Selected passage >>

>>>

Welsh police forces to bid for additional Tasers
More police officers could soon be carrying Tasers on the streets of Wales.
All four Welsh forces have confirmed they will bid for a share of £10m ring-fenced by the Home Office for more Taser stun weapons.
North Wales Police and Crime Commissioner Arfon Jones said he wanted the "majority of frontline officers" to carry the weapons amid safety concerns.
However human rights groups have called for restrictions on the use of Tasers.
What are Tasers?
Conductive Energy Devices (CEDs) are often known by their brand name, Tasers.
They fire two small dart-like electrodes before delivering a high-voltage shock to temporarily disable a suspect. This allows officers to deal with violent or potentially violent people at a distance.
They were introduced in the UK in 2003 for firearms officers. In 2007 they were extended to non-firearms officers known as Specially Trained Officers (STO).
Home Secretary Priti Patel said the UK Government was providing funding to equip an additional 10,000 officers with Tasers because of the rise in assaults on police.
She added: "Our brave police officers put themselves in harm's way to protect us and I am committed to giving them the tools they need to keep themselves and the public safe."

<<<

Task goal >>
Answer these questions using the article on Welsh police forces and Tasers:
(a) How much money has the Home Office ring-fenced for more Taser stun weapons?
(b) In what year were Tasers introduced in the UK for firearms officers?
(c) How many additional officers is the UK Government funding meant to equip with Tasers?
The records aren't needed here.

Recorded information >>
>>>

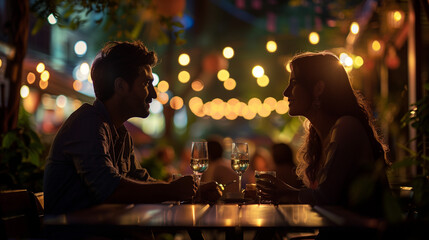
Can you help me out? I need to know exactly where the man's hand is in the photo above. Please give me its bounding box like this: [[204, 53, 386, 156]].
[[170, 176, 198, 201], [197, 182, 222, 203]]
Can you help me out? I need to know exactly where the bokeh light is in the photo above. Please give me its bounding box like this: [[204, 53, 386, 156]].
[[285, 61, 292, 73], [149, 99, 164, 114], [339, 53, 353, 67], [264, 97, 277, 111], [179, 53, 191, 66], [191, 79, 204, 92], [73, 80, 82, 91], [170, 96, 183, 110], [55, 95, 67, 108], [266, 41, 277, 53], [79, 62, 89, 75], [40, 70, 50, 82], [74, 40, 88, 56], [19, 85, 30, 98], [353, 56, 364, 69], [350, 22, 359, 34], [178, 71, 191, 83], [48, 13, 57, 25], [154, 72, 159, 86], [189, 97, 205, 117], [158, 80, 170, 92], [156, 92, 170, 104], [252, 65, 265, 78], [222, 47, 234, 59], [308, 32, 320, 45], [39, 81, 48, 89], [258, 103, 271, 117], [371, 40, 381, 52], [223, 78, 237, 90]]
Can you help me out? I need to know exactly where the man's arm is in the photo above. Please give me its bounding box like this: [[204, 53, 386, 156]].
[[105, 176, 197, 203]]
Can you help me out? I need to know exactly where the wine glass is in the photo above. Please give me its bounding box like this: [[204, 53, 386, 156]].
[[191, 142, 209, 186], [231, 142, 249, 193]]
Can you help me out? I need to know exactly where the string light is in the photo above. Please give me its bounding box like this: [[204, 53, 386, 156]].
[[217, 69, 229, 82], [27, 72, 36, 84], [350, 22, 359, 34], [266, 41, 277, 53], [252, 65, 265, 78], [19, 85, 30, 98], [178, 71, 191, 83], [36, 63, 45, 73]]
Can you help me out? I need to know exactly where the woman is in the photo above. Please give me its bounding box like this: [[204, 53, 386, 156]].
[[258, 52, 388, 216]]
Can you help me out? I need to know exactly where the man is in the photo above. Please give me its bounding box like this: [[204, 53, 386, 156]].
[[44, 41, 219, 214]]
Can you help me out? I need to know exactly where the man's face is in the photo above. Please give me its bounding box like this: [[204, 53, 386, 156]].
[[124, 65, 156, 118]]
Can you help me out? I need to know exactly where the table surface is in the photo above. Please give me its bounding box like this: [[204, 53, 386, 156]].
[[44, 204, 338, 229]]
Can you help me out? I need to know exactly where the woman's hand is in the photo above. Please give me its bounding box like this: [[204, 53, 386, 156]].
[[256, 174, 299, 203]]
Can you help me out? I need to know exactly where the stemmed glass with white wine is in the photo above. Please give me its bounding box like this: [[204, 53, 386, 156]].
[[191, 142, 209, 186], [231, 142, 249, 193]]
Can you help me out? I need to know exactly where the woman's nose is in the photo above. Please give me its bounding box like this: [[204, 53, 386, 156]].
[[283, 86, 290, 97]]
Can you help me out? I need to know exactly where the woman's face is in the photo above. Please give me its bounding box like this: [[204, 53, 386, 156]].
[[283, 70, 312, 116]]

<<<
>>>

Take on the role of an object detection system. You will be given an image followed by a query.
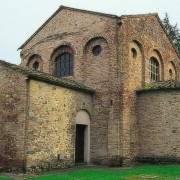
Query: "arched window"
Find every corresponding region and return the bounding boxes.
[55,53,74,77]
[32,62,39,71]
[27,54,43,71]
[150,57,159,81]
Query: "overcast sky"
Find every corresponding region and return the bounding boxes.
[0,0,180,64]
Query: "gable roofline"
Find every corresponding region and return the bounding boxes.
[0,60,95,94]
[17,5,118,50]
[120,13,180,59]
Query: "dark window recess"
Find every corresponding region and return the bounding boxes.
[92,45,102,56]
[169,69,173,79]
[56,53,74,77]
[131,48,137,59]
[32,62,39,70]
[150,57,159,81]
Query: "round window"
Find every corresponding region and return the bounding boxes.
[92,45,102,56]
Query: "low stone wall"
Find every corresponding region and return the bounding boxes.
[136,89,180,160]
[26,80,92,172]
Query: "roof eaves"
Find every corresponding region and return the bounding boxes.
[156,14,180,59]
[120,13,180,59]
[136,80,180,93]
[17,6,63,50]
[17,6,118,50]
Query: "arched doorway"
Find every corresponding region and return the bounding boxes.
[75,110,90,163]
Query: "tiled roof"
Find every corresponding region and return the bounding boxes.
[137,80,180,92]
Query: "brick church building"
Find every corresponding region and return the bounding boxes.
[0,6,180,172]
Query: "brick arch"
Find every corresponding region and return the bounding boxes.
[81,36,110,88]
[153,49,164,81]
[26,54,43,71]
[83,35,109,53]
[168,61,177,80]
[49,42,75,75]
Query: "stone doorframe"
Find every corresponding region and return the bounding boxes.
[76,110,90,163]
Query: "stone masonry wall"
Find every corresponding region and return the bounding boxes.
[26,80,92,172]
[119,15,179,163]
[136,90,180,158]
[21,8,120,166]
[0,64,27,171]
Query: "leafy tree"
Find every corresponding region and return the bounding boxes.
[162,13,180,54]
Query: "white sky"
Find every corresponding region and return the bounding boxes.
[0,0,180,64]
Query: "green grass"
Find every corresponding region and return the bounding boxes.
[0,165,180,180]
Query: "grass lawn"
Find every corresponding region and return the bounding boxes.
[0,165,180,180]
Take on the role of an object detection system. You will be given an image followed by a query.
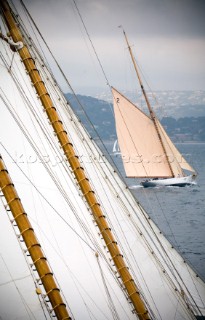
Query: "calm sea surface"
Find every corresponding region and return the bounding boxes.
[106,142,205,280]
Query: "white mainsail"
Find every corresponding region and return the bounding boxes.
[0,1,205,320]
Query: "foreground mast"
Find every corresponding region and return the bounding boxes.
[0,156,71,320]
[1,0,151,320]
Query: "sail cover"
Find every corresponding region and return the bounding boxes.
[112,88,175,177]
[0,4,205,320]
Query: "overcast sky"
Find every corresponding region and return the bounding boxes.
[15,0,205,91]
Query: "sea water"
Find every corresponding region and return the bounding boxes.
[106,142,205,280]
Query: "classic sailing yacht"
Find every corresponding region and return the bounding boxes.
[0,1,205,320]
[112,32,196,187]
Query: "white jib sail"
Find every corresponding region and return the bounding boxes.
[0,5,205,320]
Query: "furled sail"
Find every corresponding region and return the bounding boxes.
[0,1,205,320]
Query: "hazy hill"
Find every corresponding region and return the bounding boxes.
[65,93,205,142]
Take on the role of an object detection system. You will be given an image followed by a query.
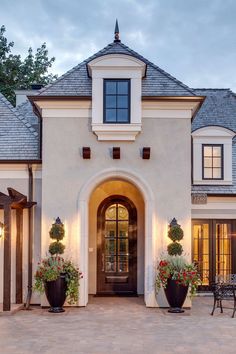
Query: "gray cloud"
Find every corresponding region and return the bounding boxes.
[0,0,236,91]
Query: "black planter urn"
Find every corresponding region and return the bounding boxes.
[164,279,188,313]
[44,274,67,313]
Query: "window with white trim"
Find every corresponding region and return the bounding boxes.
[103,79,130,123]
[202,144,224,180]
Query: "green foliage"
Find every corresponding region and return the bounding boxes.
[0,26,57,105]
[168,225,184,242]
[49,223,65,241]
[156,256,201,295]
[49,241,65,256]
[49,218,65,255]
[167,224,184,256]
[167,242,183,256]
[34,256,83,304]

<<<

Exercise response >>
(a) £10m
(b) 2003
(c) 10,000